### Work instruction
Beneath this task are records; tally the lines in them that contain "hanging" and report only the number.

(Stored entries)

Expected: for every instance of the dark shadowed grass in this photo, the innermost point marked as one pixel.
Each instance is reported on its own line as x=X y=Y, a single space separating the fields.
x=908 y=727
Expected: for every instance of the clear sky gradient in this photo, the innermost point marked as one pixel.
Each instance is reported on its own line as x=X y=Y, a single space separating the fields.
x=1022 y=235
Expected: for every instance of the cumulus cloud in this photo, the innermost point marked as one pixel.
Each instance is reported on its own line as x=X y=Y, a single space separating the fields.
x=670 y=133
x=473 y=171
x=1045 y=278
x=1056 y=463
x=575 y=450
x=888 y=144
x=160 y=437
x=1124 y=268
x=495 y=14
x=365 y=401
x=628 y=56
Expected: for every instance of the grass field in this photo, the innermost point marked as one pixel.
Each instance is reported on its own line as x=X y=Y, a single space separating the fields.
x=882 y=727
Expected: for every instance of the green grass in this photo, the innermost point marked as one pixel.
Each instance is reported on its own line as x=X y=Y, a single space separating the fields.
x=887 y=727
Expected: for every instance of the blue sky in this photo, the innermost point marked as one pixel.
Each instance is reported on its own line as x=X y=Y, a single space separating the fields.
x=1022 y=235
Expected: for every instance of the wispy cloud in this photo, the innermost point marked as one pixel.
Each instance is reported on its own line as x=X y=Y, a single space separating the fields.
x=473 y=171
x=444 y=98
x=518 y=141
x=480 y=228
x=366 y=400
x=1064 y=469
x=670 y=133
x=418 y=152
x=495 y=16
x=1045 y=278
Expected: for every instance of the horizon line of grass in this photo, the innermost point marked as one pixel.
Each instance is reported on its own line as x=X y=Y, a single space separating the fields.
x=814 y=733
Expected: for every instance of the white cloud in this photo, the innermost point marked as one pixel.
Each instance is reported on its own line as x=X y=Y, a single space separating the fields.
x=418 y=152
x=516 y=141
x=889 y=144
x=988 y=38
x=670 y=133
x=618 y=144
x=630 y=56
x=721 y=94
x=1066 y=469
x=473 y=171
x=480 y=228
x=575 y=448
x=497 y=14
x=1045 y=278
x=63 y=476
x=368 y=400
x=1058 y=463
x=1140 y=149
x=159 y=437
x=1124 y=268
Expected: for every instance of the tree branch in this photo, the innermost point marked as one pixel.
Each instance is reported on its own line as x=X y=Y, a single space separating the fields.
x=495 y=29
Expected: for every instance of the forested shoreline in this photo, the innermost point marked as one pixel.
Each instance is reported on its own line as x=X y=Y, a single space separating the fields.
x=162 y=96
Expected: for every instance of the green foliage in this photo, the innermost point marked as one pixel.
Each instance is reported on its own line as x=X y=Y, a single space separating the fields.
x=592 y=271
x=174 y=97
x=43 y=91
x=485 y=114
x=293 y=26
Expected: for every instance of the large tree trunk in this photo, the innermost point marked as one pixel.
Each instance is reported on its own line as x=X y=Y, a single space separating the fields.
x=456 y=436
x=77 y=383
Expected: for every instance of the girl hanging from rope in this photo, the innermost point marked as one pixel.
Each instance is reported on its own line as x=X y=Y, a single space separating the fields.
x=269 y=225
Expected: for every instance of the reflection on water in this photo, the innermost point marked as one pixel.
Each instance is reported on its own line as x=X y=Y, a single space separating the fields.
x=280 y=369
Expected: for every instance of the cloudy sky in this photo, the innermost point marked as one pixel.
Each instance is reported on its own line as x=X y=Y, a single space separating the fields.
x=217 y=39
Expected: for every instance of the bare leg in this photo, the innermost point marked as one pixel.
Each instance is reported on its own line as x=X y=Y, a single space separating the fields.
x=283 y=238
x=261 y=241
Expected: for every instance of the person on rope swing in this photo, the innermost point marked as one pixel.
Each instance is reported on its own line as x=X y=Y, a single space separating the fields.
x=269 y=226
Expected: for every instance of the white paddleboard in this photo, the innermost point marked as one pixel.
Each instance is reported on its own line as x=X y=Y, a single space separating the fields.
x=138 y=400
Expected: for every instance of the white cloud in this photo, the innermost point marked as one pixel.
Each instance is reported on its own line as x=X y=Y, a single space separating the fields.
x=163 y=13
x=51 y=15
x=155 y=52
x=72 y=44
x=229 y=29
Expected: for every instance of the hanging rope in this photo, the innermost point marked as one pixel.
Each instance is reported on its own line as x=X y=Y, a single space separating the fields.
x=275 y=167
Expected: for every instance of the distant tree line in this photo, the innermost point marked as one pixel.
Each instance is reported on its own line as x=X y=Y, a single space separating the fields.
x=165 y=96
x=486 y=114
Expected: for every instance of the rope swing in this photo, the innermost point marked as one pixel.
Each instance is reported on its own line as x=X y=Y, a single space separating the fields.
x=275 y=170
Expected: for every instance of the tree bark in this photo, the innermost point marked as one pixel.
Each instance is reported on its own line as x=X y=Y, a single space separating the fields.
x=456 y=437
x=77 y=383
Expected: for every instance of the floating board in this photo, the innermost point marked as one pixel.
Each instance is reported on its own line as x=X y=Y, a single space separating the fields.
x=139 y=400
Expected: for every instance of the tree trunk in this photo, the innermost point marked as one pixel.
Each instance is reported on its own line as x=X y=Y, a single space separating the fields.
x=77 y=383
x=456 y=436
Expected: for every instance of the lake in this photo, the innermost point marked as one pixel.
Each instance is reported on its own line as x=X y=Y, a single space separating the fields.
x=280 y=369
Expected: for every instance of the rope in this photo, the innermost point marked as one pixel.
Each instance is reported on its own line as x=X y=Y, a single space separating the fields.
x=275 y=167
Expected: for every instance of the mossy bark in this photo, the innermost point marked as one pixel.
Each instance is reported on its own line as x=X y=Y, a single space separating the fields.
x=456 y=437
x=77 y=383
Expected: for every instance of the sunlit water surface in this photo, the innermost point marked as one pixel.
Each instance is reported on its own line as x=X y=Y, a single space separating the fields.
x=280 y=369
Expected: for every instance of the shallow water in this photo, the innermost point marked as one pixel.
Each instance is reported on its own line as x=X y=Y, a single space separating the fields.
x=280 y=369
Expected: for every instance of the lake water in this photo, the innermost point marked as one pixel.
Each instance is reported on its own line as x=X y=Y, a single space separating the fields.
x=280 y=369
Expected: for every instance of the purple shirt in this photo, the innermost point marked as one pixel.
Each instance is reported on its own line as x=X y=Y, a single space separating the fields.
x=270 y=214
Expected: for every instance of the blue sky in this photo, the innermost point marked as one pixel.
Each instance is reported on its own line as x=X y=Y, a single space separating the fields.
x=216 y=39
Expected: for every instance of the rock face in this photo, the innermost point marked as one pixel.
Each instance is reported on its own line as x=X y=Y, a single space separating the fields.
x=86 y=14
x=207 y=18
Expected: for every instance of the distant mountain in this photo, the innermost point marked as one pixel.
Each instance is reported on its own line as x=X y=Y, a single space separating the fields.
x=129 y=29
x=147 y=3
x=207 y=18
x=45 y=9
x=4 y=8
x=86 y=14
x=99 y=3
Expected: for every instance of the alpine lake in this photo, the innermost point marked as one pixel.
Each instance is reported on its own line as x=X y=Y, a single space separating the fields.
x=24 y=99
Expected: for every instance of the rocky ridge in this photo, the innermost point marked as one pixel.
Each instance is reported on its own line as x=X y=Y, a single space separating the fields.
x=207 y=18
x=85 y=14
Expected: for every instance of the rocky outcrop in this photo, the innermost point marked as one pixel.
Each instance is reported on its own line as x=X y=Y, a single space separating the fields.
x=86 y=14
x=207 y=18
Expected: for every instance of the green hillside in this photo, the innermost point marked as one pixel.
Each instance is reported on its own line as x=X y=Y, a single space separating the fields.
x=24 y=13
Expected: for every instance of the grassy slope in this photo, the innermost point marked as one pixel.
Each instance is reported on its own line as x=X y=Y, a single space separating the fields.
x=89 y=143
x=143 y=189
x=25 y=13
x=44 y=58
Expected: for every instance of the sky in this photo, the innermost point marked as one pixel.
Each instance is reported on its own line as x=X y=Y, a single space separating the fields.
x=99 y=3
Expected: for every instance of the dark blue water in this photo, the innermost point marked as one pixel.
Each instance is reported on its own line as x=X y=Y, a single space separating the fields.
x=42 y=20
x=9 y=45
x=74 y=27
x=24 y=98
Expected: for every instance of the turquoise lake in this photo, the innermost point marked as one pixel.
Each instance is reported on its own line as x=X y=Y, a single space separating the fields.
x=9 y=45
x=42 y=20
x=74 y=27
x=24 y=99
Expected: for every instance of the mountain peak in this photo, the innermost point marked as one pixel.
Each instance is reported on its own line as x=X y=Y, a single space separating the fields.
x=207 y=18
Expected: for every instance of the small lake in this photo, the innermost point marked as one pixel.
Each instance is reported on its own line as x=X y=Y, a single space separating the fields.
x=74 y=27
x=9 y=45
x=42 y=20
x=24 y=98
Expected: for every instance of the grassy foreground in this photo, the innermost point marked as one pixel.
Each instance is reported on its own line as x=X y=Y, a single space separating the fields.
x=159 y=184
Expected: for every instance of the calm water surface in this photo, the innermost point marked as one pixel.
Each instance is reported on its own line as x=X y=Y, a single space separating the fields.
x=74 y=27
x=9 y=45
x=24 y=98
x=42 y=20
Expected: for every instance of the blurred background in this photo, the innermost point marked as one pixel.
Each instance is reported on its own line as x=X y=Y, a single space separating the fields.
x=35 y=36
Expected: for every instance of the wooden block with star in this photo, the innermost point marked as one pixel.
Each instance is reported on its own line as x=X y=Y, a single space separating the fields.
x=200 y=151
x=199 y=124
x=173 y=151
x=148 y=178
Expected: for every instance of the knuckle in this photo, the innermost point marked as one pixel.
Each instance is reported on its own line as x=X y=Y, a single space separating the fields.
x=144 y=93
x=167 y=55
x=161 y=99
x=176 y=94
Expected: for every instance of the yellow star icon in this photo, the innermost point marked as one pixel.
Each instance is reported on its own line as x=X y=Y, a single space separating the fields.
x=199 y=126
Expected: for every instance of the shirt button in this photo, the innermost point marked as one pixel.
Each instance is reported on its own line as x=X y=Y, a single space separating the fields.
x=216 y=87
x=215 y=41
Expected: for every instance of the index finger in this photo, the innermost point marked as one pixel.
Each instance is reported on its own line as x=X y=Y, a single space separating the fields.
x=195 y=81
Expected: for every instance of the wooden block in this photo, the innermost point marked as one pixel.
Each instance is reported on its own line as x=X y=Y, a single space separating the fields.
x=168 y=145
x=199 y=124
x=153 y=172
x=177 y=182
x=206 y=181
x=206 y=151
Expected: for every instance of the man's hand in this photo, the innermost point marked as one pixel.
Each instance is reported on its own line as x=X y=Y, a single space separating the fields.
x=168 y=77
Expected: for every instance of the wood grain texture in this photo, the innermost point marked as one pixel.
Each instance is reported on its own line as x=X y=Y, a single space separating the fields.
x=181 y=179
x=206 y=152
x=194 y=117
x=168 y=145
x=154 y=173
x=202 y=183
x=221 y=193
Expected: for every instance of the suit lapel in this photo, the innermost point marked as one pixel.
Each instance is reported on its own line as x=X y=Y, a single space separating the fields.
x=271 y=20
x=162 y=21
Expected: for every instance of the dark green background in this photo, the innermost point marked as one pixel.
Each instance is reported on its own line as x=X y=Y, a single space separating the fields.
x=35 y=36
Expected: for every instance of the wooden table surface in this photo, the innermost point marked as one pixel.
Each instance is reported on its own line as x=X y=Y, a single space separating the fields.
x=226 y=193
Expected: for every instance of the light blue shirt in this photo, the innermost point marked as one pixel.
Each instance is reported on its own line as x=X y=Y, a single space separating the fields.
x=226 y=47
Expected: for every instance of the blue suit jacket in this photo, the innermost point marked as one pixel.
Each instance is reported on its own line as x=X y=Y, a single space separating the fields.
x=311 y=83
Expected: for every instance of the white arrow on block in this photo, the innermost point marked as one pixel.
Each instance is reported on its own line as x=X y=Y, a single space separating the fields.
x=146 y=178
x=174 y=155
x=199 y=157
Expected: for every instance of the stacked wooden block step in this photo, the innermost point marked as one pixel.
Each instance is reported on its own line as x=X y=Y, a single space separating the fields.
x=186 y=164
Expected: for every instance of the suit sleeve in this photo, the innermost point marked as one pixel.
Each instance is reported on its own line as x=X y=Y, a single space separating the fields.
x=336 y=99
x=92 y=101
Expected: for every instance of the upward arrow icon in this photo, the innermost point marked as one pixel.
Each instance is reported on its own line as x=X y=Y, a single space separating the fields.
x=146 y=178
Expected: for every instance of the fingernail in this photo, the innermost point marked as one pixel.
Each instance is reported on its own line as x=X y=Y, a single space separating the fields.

### Answer section
2